• _TASK TO COMPLETE_:
In your reply, write out the records exactly, each line intact.

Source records

----------

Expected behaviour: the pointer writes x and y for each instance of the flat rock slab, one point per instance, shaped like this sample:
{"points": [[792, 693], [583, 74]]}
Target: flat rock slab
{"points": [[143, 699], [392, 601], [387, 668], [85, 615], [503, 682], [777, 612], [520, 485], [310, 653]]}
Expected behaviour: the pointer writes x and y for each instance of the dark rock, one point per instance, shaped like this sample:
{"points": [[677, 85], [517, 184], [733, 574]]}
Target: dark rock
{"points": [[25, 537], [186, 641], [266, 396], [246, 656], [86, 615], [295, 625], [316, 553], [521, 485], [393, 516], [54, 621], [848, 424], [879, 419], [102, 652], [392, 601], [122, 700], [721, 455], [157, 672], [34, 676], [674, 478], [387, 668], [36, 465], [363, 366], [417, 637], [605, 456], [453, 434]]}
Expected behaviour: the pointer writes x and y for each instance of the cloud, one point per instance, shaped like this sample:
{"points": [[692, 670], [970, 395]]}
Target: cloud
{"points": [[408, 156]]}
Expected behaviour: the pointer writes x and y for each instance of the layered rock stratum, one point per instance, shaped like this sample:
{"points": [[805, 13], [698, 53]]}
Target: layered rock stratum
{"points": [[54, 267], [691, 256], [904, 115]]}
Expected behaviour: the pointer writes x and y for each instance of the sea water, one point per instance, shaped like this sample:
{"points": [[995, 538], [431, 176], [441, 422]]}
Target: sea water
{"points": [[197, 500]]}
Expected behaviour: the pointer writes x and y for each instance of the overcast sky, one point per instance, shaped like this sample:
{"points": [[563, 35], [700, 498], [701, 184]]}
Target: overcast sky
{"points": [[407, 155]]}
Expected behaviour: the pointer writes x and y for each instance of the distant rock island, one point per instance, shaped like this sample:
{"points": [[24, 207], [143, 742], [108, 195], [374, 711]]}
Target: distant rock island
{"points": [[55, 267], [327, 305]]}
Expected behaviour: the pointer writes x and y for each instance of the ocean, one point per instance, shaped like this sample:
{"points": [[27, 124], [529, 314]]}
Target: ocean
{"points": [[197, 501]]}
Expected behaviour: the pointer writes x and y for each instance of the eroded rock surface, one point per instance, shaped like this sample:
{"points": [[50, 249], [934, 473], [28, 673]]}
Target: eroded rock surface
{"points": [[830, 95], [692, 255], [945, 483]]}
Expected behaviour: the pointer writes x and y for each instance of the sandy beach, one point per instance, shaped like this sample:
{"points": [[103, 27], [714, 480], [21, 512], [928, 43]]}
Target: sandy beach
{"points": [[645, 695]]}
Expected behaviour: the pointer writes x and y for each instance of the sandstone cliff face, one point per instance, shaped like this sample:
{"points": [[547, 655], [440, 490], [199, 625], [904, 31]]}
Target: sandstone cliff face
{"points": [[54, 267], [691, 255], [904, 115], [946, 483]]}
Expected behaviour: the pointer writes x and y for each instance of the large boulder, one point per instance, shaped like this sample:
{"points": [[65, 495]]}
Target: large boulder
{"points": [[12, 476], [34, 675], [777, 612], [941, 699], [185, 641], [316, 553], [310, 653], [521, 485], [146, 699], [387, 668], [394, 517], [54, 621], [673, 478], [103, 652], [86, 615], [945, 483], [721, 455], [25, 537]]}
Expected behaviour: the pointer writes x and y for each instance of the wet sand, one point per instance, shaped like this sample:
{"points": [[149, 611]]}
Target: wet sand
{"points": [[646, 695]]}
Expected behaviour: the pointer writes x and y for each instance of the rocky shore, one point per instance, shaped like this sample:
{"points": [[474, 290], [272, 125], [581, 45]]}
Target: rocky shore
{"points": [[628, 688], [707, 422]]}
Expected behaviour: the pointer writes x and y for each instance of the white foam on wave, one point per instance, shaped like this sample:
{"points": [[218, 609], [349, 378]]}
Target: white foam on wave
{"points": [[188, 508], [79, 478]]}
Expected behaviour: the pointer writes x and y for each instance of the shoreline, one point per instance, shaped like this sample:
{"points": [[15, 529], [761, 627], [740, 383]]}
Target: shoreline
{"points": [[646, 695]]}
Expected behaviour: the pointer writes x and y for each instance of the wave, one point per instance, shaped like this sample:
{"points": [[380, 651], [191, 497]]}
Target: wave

----------

• _OUTPUT FOR THIS EXERCISE_:
Expected behaviour: the pointer writes x and y for each instance of the flat rock slab, one point per instance, shaped like this sample:
{"points": [[792, 693], [583, 74]]}
Target: flat rock slab
{"points": [[143, 699], [392, 601], [387, 668], [85, 615], [503, 682], [777, 612], [520, 485], [310, 653]]}
Expected behaviour: the pointer writes x and y for each instance of the dark rock, one point per instance, shaped like this sample:
{"points": [[677, 85], [517, 184], [733, 574]]}
Target: dark rock
{"points": [[25, 537], [186, 641], [266, 396], [246, 656], [86, 615], [295, 625], [316, 553], [521, 485], [393, 516], [54, 621], [848, 424], [879, 419], [102, 652], [392, 601], [122, 700], [721, 455], [157, 672], [34, 676], [674, 478], [387, 668], [36, 465], [363, 366], [417, 637], [605, 456], [453, 434]]}
Expected behaviour: the pointer writes x and y for each instance of the cloud, one point per instance, shaped like this sample:
{"points": [[692, 670], [970, 395]]}
Target: cloud
{"points": [[408, 156]]}
Expected behaviour: the pointer writes x and y for each instance of the layered rock stratum, one point per instance, shaped like this sample:
{"points": [[805, 13], [698, 53]]}
Target: layered rock stratum
{"points": [[54, 267], [691, 256], [904, 115]]}
Expected behaviour: the pointer writes x and y for each instance of the sea water, one point per instance, shaped like this sample:
{"points": [[995, 538], [431, 176], [441, 422]]}
Target: sea water
{"points": [[197, 500]]}
Expected behaviour: the pointer writes x and y for each instance of the overcast sky, one point per instance, shaped like this sample:
{"points": [[563, 35], [700, 498], [701, 184]]}
Target: overcast sky
{"points": [[407, 155]]}
Expected behaviour: the pointer writes x and y for each instance of the distant rock island, one point per instance, shaped like this sample:
{"points": [[24, 207], [143, 742], [108, 195], [374, 711]]}
Target: distant rock island
{"points": [[55, 267], [327, 305]]}
Expected behaviour: the pointer writes x and y for each instance of the ocean, one point per instance, shaped like this sample:
{"points": [[27, 124], [529, 314]]}
Target: ocean
{"points": [[197, 501]]}
Expected behaviour: the pointer writes x and y for each instance of the eroded rock surface, one point per instance, shaped like this sample:
{"points": [[50, 249], [934, 473], [28, 673]]}
Target: eroded rock surface
{"points": [[830, 95], [692, 255], [945, 483]]}
Expected behaviour: the pointer writes x and y for each instance of the sandy beach, one point per instance, shaped like this sample:
{"points": [[103, 27], [714, 480], [21, 512], [928, 43]]}
Target: sandy beach
{"points": [[645, 695]]}
Expected behaviour: the pointer writes x and y for each instance of the sandstone cliff face, one point per instance, shaped like this sample:
{"points": [[547, 655], [440, 490], [199, 625], [904, 31]]}
Target: sandstone cliff face
{"points": [[54, 267], [691, 255], [904, 115], [946, 483]]}
Expected behaviour: the pointer writes x and y for each instance of the large boulder, one point per instance, shaped like this sample:
{"points": [[65, 495]]}
Target: large boulder
{"points": [[12, 476], [34, 675], [777, 612], [941, 699], [185, 641], [316, 553], [310, 653], [521, 485], [146, 699], [387, 668], [394, 517], [54, 621], [673, 478], [103, 652], [86, 615], [945, 483], [721, 455], [25, 537]]}
Expected behaviour: the pointer writes x and y for each instance of the wet sand, one point per instance, shaped like this sample:
{"points": [[149, 611]]}
Target: wet sand
{"points": [[646, 695]]}
Expected behaviour: the pointer writes x and y for each instance of the rocky shore, one point per instance, shaped like this sample:
{"points": [[474, 290], [272, 125], [581, 45]]}
Target: rocky shore
{"points": [[628, 688], [707, 422]]}
Expected behaviour: the pointer writes x and y for each instance of the white foam on wave, one point per instance, shaped like this sample:
{"points": [[218, 609], [349, 378]]}
Target: white foam on wave
{"points": [[188, 508], [79, 478]]}
Expected behaviour: the pointer writes x and y for each instance of the shoreline, one point per instance, shaped like this sample:
{"points": [[15, 529], [761, 627], [740, 383]]}
Target: shoreline
{"points": [[646, 695]]}
Expected behaviour: the pointer writes x and y for each instance of the wave, one point per instance, shaped like this sample:
{"points": [[380, 651], [191, 497]]}
Target: wave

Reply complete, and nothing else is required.